### REQUIRED TASK A
From the RV32 simulator text, extract the stretch from "# JIT simulation" through "API + Streaming API)".
### REQUIRED TASK B
Condense the paragraph of the RV32 simulator text that begins "Speculative Simulation with Rollback" into a short bulleted list that keeps its main facts.

### TEXT TO READ
## Begin

BSS-Clear Speculative Warp: A custom inline firmware (7-instruction BSS-clear loop) demonstrates the full pattern — the oracle detects the memory-clearing loop, bulk-zeros all 4 DMEM byte banks via memsetWord, and skips ~100K cycles in <1 ms (389 triggers, 99,584 cycles skipped). See Tests/RV32/JITDynamicWarpTest.lean.

Speculative Simulation with Rollback: Full-state snapshot/restore via C++ default copy constructor enables guard-and-rollback speculation. The oracle snapshots state, speculatively applies bulk updates, checks guard conditions (e.g., timer interrupt), and rolls back if the guard fails — providing bit-accurate cycle-skipping even with interrupts. See Tests/RV32/JITSpeculativeWarpTest.lean.

Also includes register snapshot/restore API (130 registers), bulk memory API, and full-state snapshot/restore for state introspection:

Verilator Backend (~1000x faster)

  • Auto-generated SystemVerilog via #writeDesign — boots Linux (5250 UART bytes at 10M cycles)
  • Hand-written SystemVerilog reference at verilator/rv32i_soc.sv (3944 UART bytes at 10M cycles)
  • Both reach same kernel init region (PC 0xC013A9xx) — generated SV matches reference behavior
  • VCD waveform tracing for debugging
  • Firmware test mode + OpenSBI/Linux boot mode
# Lean simulation
lake test  # Includes RV32 simulation tests

# JIT simulation from Lean (compile + load + run)
lake exe rv32-jit-test verilator/generated_soc_jit.cpp firmware/firmware.hex 5000

# JIT loop test (loopMemoJIT Signal API + Streaming API)
lake exe rv32-jit-loop-test verilator/generated_soc_jit.cpp firmware/firmware.hex 5000

# JIT cycle-skip test (register snapshot/restore roundtrip)
lake exe rv32-jit-cycle-skip-test

# JIT oracle test (self-loop detection, 10M cycles with cycle-skipping)
lake exe rv32-jit-oracle-test

# JIT dynamic warp test (memsetWord + dynamic oracle with JITHandle access)
lake exe rv32-jit-dynamic-warp-test

# JIT speculative warp test (snapshot/restore + guard-and-rollback)
lake exe rv32-jit-speculative-warp-test

# CppSim (standalone C++)
cd verilator && make build-cppsim && make run-cppsim

# Verilator simulation (much faster)

## End

### RAW RECORDS
## Begin

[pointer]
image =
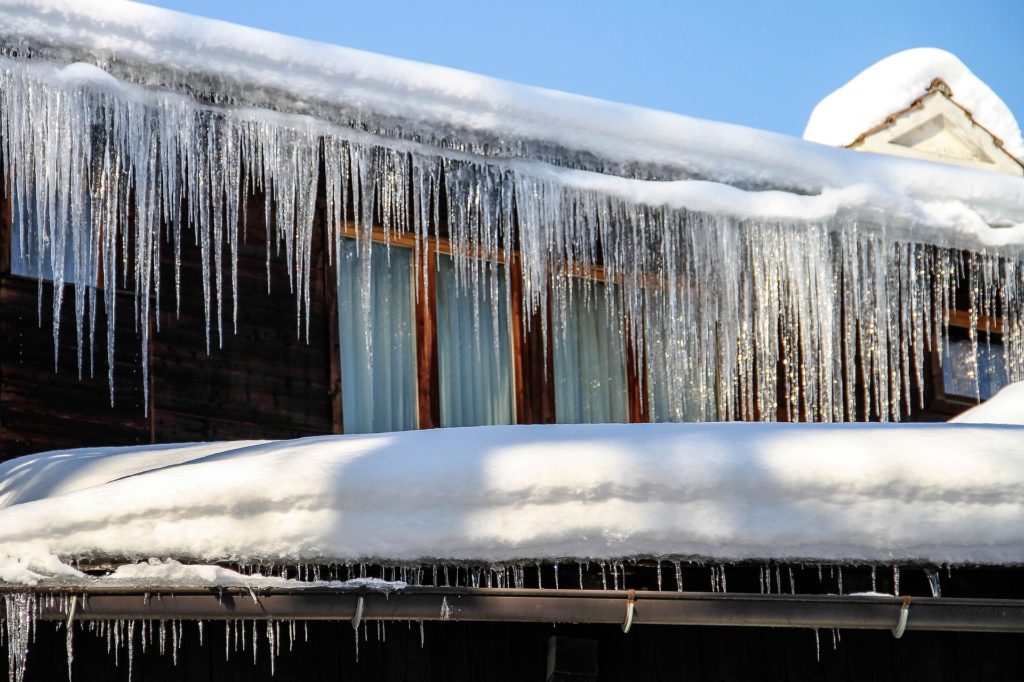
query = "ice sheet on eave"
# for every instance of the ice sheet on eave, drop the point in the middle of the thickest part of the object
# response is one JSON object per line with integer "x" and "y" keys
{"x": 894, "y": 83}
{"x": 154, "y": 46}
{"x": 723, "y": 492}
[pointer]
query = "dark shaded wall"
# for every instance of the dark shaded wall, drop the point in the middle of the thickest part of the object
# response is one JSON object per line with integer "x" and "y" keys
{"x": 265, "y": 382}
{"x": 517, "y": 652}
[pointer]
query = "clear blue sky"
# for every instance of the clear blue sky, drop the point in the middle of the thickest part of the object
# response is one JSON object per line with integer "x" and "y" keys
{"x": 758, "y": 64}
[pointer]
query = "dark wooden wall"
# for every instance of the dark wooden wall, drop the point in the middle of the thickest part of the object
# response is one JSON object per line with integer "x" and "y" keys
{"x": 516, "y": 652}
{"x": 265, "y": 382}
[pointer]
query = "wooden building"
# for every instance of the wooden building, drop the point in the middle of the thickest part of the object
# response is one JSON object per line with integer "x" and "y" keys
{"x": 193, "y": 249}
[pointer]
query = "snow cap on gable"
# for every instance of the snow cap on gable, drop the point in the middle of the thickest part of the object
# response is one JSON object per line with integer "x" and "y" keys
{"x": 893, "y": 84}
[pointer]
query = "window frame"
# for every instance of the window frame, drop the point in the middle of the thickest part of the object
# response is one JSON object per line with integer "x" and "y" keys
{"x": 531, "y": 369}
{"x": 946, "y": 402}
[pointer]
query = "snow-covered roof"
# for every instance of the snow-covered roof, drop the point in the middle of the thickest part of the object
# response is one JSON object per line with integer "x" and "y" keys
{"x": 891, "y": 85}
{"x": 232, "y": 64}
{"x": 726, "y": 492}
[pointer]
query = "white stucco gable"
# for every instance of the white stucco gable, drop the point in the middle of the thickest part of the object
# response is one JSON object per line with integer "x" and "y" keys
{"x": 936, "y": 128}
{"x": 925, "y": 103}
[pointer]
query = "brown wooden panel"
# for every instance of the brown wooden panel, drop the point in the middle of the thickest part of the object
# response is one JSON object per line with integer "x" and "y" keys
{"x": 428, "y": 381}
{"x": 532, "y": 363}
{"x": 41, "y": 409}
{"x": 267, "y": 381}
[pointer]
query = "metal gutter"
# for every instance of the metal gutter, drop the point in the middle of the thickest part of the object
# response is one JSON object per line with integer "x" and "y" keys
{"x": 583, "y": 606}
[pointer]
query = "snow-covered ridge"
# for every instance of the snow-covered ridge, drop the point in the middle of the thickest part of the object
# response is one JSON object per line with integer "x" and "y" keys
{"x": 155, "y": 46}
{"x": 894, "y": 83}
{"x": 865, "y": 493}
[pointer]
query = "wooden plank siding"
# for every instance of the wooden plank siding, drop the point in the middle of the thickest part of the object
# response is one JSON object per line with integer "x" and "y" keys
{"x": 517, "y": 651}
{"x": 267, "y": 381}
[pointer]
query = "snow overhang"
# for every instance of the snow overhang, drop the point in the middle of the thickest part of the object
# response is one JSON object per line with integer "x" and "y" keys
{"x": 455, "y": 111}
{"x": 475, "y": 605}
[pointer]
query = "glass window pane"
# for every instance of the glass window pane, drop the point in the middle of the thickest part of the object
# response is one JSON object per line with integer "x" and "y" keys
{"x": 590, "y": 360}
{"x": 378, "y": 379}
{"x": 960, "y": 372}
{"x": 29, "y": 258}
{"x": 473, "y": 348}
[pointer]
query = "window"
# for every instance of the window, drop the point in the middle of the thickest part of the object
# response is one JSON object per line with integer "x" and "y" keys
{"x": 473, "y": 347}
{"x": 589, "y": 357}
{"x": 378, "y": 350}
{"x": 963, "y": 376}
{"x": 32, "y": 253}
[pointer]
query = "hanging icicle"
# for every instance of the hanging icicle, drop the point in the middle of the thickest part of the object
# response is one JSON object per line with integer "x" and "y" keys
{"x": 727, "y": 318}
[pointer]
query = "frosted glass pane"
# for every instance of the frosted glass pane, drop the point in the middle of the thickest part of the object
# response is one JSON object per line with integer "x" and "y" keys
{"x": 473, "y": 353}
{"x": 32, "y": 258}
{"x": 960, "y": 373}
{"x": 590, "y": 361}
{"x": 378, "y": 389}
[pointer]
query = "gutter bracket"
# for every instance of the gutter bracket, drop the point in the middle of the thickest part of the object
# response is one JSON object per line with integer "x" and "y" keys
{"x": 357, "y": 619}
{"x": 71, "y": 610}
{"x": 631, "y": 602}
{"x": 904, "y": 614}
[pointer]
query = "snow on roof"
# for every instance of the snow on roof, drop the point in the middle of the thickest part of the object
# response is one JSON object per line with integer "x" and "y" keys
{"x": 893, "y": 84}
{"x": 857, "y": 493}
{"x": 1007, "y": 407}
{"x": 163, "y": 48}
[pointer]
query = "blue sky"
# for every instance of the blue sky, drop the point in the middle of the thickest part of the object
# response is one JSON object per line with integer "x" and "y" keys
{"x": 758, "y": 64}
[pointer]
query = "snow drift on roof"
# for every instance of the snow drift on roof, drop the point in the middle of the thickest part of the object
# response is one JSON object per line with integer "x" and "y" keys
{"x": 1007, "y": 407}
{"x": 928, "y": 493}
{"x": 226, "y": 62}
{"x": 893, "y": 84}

## End
## Begin

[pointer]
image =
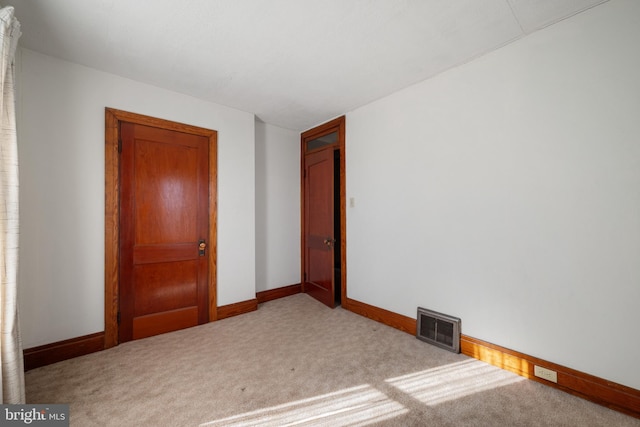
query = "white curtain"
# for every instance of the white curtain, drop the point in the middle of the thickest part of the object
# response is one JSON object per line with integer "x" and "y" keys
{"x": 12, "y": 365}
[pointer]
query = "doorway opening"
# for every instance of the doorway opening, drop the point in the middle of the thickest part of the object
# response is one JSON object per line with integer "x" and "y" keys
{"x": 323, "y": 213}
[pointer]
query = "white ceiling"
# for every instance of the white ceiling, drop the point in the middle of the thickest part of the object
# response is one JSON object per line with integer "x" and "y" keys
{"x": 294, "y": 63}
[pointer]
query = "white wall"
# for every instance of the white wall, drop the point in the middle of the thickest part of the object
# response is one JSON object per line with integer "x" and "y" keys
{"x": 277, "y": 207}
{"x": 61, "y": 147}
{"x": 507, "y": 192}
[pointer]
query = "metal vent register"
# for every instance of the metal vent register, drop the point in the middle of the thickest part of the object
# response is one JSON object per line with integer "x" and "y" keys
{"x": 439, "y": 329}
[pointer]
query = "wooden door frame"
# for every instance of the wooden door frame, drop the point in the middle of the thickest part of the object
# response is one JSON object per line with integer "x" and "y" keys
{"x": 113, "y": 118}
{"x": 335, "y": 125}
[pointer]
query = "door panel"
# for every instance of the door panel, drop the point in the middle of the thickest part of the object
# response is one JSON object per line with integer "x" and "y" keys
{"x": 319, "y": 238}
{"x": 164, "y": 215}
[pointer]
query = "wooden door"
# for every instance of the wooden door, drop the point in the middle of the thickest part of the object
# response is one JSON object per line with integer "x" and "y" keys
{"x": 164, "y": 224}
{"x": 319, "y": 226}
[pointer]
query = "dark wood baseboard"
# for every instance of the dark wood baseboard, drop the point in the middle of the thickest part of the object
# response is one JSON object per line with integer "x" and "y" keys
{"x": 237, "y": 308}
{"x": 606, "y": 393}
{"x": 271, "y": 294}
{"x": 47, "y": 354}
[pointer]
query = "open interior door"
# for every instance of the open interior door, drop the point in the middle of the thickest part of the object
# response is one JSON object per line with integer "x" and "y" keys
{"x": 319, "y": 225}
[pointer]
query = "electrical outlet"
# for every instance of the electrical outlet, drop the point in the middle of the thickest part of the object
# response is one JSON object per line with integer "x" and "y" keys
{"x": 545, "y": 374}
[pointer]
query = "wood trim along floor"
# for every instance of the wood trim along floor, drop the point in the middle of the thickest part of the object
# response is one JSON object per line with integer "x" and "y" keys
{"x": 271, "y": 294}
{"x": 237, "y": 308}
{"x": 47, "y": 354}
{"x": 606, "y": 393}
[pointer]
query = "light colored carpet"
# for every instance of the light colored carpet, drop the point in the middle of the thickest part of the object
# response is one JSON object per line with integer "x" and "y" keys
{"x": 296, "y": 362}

## End

### FINISHED ANSWER A
# JIT simulation from Lean (compile + load + run)
lake exe rv32-jit-test verilator/generated_soc_jit.cpp firmware/firmware.hex 5000

# JIT loop test (loopMemoJIT Signal API + Streaming API)

### FINISHED ANSWER B
- The C++ default copy constructor provides full-state snapshot/restore, which enables guard-and-rollback speculation.
- The oracle snapshots state, speculatively applies bulk updates, checks guard conditions such as a timer interrupt, and rolls back if the guard fails.
- This gives bit-accurate cycle-skipping even with interrupts.
- Test: Tests/RV32/JITSpeculativeWarpTest.lean.